:: Available data ::

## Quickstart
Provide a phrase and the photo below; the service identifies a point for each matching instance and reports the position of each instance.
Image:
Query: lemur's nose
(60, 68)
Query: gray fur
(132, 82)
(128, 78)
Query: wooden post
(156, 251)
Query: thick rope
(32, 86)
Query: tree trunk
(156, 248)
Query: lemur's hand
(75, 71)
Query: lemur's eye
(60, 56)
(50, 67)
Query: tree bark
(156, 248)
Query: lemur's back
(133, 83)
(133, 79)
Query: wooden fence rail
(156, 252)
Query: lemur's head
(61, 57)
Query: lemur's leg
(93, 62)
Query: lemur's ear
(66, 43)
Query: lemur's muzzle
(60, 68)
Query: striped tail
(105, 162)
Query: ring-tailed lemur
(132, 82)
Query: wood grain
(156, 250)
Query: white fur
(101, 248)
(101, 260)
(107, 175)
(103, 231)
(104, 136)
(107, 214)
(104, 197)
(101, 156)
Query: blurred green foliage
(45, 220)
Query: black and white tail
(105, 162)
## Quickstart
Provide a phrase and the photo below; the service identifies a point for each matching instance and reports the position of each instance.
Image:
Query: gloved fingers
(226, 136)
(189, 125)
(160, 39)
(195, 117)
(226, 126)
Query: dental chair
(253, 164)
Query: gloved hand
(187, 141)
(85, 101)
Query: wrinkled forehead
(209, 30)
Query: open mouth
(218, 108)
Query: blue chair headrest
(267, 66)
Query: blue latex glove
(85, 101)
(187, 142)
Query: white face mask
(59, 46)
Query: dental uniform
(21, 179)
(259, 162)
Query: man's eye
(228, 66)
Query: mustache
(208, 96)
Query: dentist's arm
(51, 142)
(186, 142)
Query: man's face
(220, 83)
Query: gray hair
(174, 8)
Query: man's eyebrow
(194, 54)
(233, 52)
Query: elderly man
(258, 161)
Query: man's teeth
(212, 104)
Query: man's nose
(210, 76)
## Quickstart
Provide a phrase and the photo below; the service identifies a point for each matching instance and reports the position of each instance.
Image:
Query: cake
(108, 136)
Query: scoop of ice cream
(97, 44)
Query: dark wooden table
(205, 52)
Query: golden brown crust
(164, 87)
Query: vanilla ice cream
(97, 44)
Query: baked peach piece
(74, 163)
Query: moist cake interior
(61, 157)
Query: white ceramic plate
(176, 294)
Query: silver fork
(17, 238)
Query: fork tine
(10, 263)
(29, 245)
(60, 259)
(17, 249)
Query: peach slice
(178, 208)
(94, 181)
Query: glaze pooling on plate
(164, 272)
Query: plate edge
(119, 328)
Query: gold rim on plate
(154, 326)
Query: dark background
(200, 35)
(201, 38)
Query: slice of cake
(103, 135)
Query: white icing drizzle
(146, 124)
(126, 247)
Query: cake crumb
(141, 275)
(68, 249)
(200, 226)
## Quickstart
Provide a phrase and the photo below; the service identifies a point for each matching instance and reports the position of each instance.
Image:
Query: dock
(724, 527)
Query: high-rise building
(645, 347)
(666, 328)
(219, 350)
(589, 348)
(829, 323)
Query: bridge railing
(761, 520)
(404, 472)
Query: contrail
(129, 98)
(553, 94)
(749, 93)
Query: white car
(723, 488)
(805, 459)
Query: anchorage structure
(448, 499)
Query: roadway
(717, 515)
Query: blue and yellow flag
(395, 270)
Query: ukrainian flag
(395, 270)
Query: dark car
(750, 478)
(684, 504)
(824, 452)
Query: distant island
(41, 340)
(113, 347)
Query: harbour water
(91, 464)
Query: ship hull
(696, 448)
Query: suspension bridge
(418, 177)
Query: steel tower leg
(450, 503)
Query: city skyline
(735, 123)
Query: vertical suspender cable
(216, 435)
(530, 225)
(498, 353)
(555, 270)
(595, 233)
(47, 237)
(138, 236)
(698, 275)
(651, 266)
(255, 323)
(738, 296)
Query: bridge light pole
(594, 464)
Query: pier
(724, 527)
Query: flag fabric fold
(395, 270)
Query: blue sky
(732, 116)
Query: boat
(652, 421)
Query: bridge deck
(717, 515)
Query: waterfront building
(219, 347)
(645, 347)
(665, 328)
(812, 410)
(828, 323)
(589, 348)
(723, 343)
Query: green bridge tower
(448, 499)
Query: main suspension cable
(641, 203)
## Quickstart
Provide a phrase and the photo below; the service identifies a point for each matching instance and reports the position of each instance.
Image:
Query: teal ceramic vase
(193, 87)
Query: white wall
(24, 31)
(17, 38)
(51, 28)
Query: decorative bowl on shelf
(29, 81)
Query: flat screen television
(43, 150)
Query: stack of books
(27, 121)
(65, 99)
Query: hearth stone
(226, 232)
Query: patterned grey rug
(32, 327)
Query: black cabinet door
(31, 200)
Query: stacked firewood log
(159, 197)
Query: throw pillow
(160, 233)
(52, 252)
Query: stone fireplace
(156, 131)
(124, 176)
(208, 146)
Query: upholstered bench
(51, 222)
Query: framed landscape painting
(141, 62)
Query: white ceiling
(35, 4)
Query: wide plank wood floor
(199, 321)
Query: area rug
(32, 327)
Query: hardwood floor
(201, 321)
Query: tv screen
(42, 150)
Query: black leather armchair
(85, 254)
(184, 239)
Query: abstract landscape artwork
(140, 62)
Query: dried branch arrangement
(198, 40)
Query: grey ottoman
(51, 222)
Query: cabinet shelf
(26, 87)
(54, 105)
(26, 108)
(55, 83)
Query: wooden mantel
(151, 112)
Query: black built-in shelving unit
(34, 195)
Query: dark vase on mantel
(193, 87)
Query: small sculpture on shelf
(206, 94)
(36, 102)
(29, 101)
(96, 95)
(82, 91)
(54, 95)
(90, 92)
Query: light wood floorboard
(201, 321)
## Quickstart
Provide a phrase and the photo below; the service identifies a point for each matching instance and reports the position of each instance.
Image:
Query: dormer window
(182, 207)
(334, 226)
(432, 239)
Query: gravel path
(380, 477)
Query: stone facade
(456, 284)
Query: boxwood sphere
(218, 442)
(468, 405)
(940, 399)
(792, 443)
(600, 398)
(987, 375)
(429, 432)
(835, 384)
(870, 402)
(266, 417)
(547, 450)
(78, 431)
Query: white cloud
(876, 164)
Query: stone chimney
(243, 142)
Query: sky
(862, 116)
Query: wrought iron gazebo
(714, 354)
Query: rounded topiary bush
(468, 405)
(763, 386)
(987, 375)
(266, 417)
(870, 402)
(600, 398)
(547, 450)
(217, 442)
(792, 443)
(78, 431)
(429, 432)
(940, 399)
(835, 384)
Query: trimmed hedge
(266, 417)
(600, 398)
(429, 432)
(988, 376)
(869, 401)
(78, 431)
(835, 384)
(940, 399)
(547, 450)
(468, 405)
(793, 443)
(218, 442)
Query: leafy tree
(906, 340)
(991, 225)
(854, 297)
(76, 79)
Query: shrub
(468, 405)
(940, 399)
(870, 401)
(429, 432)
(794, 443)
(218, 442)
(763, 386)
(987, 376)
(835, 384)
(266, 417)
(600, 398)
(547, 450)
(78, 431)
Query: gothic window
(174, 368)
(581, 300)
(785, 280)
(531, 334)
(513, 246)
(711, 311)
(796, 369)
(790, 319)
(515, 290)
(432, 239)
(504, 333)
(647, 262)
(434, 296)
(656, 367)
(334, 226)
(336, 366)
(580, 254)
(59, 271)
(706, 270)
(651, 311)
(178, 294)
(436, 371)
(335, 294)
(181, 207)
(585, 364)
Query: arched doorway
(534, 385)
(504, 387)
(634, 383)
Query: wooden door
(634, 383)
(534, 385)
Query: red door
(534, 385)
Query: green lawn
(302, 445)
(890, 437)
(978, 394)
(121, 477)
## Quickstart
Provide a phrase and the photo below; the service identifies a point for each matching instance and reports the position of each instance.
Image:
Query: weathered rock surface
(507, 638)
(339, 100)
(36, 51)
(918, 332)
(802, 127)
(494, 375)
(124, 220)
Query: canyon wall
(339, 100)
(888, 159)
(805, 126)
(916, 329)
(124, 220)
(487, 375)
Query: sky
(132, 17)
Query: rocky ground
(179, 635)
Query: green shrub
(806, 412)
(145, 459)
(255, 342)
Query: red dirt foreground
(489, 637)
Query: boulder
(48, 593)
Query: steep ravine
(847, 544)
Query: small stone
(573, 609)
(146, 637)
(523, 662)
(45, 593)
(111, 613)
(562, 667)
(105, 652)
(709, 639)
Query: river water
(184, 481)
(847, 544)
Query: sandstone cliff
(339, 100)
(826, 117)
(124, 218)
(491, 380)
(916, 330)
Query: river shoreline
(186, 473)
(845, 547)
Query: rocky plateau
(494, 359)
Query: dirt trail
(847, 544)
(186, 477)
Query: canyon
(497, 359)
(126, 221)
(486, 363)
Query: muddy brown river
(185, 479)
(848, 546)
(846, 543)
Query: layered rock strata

:::

### Exercise
Print the line containing "Query: red dirt foreground" and every line after it to the end of the records above, exactly as written, and nothing else.

### Your solution
Query: red dirt foreground
(489, 637)
Query: boulder
(48, 593)
Query: steep ravine
(847, 544)
Query: small stone
(573, 609)
(146, 637)
(523, 662)
(45, 593)
(111, 613)
(562, 667)
(105, 652)
(709, 639)
Query: river water
(184, 481)
(847, 544)
Query: sandstone cliff
(339, 100)
(826, 117)
(124, 218)
(491, 380)
(916, 330)
Query: river shoreline
(186, 473)
(845, 547)
Query: rocky plateau
(494, 359)
Query: dirt trail
(847, 544)
(186, 477)
Query: canyon
(497, 359)
(126, 221)
(486, 363)
Query: muddy brown river
(185, 479)
(848, 546)
(846, 543)
Query: layered rock strata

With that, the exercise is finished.